[Exercise passage]
Tuesday, September 23, 2008

The original proposal

Complex systems self-organize. Stuart Kaufman has simulated simple classes of complex systems and formally described how they tend to form low-order organized networks. George Mpistos has applied the same ideas to neural systems and found that, even with minimal increases in complexity system behavior becomes more realistic in simulations, but mathematically intractable. George Sugihara's analysis suggests that natural systems have complex dynamical behaviors that render their behavior nearly impossible to predict. If we are to truly understand natural systems beyond the equilibrium assumptions almost universal in the field (Lotka-Volterra, Ricker, Beverton-Holt, Hardy-Weinberg just for starters) we must consider the nature of complexity and apply its general properties to specific examples.
One of Mpitsos' intriguing findings relates to the behavior of neural networks. He simulated three neural nets; one without noise, one with noise, and one with noise and interactive nodes (is this right, George?). The noisy networks learned much faster than the un-noisy net. More interesting, when perturbed the un-noisy net behaved exactly as it did initially, while the noisy nets responded more quickly than they had the first time. George's explanation is that the state of the noisy nets incorporated information about the error structure of the process. As long as the perturbation did not greatly affect the error structure, the noisy nets started with a great deal of information they did not have to re-discover. Therefore they could more quickly arrive at a good solution.

[Dataset entries]
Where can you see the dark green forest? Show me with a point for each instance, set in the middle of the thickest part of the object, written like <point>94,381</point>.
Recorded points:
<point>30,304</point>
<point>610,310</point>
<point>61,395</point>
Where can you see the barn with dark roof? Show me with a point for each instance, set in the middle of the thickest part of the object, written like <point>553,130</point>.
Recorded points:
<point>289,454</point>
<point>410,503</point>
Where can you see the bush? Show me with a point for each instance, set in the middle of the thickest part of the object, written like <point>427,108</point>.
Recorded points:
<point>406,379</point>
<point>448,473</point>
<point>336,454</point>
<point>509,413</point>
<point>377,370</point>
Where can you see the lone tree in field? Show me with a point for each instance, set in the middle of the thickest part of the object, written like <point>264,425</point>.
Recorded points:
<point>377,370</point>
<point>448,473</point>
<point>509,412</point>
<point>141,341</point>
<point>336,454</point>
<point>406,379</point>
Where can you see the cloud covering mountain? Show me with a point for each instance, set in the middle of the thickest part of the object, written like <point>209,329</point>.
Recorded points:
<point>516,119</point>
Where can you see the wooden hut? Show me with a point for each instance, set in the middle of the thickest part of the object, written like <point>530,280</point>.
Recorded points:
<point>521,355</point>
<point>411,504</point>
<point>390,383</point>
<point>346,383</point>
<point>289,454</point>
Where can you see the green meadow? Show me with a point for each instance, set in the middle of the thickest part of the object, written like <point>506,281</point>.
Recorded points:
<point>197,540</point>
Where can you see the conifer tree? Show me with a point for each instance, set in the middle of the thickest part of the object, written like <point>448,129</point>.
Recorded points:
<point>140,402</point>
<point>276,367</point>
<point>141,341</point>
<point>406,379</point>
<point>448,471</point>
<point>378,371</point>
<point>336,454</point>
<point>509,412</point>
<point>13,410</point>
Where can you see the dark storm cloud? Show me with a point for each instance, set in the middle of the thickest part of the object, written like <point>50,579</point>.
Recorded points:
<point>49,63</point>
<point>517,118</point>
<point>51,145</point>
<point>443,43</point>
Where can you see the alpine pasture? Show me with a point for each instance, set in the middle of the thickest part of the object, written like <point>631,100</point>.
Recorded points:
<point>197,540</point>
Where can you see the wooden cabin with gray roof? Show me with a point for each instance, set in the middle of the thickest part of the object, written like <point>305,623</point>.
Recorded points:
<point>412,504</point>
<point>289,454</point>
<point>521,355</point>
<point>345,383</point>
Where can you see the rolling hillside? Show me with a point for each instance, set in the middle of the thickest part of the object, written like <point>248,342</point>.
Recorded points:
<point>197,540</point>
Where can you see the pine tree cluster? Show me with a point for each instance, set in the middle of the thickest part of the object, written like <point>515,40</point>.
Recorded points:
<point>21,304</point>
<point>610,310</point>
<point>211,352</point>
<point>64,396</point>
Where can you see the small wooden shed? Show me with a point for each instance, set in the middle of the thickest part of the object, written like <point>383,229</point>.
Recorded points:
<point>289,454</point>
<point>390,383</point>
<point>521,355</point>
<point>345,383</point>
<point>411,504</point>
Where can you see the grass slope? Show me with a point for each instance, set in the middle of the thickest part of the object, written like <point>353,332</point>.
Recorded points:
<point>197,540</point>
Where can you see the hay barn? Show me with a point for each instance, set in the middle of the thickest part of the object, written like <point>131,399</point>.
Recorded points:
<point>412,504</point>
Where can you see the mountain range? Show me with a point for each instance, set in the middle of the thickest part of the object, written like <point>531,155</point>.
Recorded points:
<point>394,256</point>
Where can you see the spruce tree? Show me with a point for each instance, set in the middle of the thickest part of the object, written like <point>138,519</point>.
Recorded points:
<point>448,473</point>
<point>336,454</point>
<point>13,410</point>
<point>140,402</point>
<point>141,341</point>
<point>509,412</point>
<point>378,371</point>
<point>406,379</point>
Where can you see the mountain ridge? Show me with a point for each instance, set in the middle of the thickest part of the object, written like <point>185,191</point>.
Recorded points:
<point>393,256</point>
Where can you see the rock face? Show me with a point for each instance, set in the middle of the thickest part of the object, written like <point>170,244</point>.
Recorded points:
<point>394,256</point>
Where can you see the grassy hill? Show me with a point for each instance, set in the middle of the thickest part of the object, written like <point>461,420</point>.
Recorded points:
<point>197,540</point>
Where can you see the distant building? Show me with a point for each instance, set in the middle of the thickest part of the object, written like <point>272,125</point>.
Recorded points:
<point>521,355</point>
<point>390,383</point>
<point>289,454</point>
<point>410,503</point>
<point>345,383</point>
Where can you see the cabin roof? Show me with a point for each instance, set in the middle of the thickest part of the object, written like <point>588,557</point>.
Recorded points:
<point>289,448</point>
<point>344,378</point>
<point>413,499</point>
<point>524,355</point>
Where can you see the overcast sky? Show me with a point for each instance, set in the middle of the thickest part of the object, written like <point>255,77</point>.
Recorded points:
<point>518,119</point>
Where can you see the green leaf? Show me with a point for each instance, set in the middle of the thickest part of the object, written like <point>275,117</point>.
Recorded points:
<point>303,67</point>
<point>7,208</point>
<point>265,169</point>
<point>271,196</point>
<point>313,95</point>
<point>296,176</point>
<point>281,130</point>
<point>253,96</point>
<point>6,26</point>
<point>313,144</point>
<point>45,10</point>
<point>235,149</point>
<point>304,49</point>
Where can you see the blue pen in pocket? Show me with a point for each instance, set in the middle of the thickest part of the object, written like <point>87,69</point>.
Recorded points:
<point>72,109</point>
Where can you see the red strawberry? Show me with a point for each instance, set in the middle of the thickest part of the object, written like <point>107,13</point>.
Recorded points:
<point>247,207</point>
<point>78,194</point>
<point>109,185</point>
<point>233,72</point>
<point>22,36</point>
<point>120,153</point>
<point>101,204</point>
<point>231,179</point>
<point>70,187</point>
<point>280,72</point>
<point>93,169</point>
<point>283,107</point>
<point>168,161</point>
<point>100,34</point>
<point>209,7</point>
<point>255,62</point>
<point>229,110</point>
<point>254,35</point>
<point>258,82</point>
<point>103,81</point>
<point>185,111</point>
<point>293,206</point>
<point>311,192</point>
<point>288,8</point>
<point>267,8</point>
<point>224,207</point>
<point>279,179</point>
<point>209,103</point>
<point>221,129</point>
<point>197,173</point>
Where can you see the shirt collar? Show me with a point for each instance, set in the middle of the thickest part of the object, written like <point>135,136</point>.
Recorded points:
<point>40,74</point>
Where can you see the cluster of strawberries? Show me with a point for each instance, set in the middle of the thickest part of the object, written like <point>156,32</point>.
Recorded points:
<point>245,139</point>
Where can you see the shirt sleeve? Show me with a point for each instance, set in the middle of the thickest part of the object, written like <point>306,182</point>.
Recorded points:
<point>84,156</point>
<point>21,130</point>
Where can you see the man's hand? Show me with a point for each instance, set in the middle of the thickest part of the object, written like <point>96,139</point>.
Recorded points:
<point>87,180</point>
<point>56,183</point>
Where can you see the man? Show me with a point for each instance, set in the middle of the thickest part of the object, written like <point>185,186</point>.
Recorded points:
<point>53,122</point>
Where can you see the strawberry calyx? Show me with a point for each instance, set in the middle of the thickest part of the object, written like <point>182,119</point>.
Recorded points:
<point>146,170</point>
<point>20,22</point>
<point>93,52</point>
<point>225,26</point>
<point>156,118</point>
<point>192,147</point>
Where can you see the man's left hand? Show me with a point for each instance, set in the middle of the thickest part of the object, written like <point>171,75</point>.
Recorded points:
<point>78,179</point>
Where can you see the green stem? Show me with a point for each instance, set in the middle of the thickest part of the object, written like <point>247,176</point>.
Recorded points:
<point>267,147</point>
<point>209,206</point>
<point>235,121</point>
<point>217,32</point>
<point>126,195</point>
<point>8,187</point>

[Work instruction 1] According to the complex systems passage, how fast did the noisy networks learn compared with the un-noisy net?
[Work instruction 2] Please continue the complex systems passage from the end of its last paragraph.
These rows have no connection to the complex systems passage.

[Written answer 1] The noisy networks learned much faster than the un-noisy net.

[Written answer 2]
I propose that this has direct relevance to natural populations. Over time, natural populations evolve and adapt to find a good solution to surviving in a noisy environment. This adaptation is embedded in their genome and in cultural or other epigenetic phenomena. They are analogous to George's neural nets with noise. When their environment experiences natural perturbations these populations can respond rapidly to find a new good solution. However, if the population's natural adaptive state is disturbed by simplifying the genome, reducing or eliminating behavioral variability, or introducing novel, unadapted genotypes then the ability of the population to respond to perturbation is reduced. This translates, in conservation biology lingo, to lower resilience. The explanation is that, by simplifying, information about the error structure of the system is lost. (There may also be other properties of neural networks that we can invoke related to behaviors with different numbers of nodes as an analog to simplified genome).

Another way the well-adapted population can be rendered less resilient is if the error structure of the system is changed. This can occur through rapid habitat alteration, changes in predation patterns, or rapid changes in environmental forcing factors (i.e., climate change).
I would like to explore this idea using salmon as a model system (any other suggestions for more tractable systems?). We could compare relatively undisturbed systems (Bristol Bay sockeye) with severely disturbed systems (Central Valley Chinook). We could look at newly established populations (Glacier Bay coho?) with populations believed to be in equilibrium with their environment (where?). Can we find indexes of variability for genetics, life cycle, habitat, climate? We can do simulations using some of the methodologies George M. has developed.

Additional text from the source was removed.